### Estratto della pagina:
===============
E in conclusione un’ultima domanda sul silenzio, sull’omertà e l’incoscienza. In altri territori vicende di grave devastazione ambientale criminale hanno portato in piazza migliaia e migliaia di persone, mobilitato in massa la società civile. Sono stati denunciati ampiamente colletti bianchi, politici corrotti e conniventi, camorristi e ndranghetisti. Qui abbiamo una discarica sequestrata dove è ormai ampiamente acclarato che hanno sversato imprese di ogni tipo, da grandi e piccoli scheletri nell’armadio, ditte che sono state accostate anche al re dell’ecomafia, ditte accusate di gravi fatti ambientali in Campania e altrove. E tutto gira intorno ad un personaggio che ha ampiamente animato la cronaca nazionale e pugliese.
Alessio Di Florio
Associazione Antimafie Rita Atria
Movimento Agende Rosse “Paolo Borsellino – Giovanni Falcone” Abruzzo
PeaceLink Abruzzo
* “Sotto il Ferro di Cavallo c’è un viavai costante di tossicodipendenti che fanno la fila per comprare la dose; ai Palazzi Clerico si spaccia cocaina, e si vede anche dalle belle auto che sfilano; dall’altro lato c’è il mercato dell’eroina aperto h24. Veniamo poi al comparto adiacente i Palazzi Clerico e dove c’è un accampamento di tossicodipendenti stanziali, inutile sgomberarlo, tornano dopo pochi minuti. La via Tiburtina è diventata la nuova ‘via della prostituzione’, le ragazze lavorano per quelli che spacciano droga. Via Lago di Capestrano è militarizzata dalla criminalità con due Circoli privati e un bar, nati all’interno di spazi al pianterreno di proprietà dell’Ater non si sa in base a quale bando o graduatoria. In via Lago di Borgiano ci sono altri accampamenti e in via Sacco c’è un’infinità di ruderi e terreni abbandonati, anch’essi occupati da tossicodipendenti. Stessi problemi in via Nora, via Trigno, via Tronto e via Alpi”. Un sistema definito al termine dell’audizione “mafioso” all’interno di “una bomba sociale con gruppi organizzati che gestiscono uno spaccio controllato di droga: a ridosso dei Palazzi Clerico si spaccia cocaina; all’interno del Ferro di Cavallo c’è la fila ventiquattro ore su ventiquattro per la vendita di eroina; a ridosso dei ruderi ci sono almeno 4 accampamenti con tossicodipendenti stanziali e in via Tiburtina dilaga la prostituzione di giovani che poi usano i soldi sempre per comprare droga”.
===============
### Righe del dataset:
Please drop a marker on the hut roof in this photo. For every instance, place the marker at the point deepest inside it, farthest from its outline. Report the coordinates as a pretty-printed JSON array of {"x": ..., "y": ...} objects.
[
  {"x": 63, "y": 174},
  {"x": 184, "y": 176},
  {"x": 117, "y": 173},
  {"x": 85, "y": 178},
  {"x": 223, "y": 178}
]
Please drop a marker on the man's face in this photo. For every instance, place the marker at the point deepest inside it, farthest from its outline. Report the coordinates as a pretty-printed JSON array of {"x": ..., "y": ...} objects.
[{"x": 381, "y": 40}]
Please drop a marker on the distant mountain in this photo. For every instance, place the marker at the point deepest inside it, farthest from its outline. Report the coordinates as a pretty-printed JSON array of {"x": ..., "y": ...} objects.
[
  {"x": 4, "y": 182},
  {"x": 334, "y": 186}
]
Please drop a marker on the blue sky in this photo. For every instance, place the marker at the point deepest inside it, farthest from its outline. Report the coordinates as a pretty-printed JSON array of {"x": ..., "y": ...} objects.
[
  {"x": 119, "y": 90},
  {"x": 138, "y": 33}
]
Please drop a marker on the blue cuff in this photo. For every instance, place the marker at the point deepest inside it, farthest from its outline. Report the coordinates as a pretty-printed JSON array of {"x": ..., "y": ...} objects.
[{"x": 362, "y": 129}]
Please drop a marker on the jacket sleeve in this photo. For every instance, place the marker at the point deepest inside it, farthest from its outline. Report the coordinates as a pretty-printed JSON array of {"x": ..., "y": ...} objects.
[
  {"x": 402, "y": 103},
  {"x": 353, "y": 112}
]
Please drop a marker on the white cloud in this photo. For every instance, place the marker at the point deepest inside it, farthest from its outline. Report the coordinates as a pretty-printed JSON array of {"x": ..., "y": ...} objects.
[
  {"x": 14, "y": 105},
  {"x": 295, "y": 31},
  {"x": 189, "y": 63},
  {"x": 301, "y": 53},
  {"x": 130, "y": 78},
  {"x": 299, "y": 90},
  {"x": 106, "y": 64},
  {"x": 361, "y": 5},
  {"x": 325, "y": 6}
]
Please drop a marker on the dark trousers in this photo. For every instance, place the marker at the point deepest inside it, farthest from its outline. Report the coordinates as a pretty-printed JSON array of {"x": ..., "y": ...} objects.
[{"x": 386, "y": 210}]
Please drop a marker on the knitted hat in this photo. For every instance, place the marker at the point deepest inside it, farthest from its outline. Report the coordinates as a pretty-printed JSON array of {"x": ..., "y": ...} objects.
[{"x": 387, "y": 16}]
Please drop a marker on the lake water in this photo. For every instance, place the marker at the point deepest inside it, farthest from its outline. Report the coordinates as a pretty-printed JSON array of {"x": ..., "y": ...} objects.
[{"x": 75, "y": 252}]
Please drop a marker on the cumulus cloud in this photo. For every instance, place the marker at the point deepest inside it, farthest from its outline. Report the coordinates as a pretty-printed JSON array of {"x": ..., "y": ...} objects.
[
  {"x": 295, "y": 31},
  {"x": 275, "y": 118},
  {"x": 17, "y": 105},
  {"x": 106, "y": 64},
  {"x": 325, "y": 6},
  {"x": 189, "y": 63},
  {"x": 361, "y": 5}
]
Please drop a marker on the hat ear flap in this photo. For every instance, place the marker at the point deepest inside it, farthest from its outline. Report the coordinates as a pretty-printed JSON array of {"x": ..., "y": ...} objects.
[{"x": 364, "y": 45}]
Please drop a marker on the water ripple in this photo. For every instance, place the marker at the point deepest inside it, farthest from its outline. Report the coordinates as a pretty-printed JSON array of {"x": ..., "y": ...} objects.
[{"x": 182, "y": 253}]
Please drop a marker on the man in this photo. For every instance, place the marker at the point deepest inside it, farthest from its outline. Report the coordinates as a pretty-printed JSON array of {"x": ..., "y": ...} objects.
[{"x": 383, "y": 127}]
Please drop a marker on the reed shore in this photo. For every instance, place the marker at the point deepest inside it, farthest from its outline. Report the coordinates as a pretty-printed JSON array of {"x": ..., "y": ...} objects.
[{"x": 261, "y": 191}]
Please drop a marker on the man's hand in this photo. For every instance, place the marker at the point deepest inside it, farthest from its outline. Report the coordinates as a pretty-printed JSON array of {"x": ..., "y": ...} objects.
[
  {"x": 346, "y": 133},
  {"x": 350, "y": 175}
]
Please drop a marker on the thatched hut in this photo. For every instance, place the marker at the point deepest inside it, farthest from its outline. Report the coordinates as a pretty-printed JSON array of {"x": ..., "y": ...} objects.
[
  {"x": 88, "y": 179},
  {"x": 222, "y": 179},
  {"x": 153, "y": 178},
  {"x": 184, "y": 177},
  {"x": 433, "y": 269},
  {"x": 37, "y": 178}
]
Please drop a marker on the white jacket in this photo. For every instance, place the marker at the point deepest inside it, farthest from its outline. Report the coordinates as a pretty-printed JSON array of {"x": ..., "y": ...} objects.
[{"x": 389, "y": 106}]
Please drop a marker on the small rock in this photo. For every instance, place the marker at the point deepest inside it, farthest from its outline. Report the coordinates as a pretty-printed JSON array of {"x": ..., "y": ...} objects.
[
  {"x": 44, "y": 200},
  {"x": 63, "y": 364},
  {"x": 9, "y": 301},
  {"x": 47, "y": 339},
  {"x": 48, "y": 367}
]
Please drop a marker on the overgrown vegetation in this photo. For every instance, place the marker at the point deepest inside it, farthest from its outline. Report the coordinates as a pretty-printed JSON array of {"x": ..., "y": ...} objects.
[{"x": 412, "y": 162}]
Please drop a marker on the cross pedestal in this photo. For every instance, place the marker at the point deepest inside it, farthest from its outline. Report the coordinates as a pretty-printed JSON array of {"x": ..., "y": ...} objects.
===============
### Consegna A:
Elenca tutte le vie nominate nell'estratto della pagina, ciascuna una sola volta.
### Consegna B:
Ricopia dall'estratto della pagina il testo che inizia con le parole "E in conclusione" e fermati dopo le parole "nazionale e pugliese.".

### Risposta finale A:
via Tiburtina
via Lago di Capestrano
via Lago di Borgiano
via Sacco
via Nora
via Trigno
via Tronto
via Alpi

### Risposta finale B:
E in conclusione un’ultima domanda sul silenzio, sull’omertà e l’incoscienza. In altri territori vicende di grave devastazione ambientale criminale hanno portato in piazza migliaia e migliaia di persone, mobilitato in massa la società civile. Sono stati denunciati ampiamente colletti bianchi, politici corrotti e conniventi, camorristi e ndranghetisti. Qui abbiamo una discarica sequestrata dove è ormai ampiamente acclarato che hanno sversato imprese di ogni tipo, da grandi e piccoli scheletri nell’armadio, ditte che sono state accostate anche al re dell’ecomafia, ditte accusate di gravi fatti ambientali in Campania e altrove. E tutto gira intorno ad un personaggio che ha ampiamente animato la cronaca nazionale e pugliese.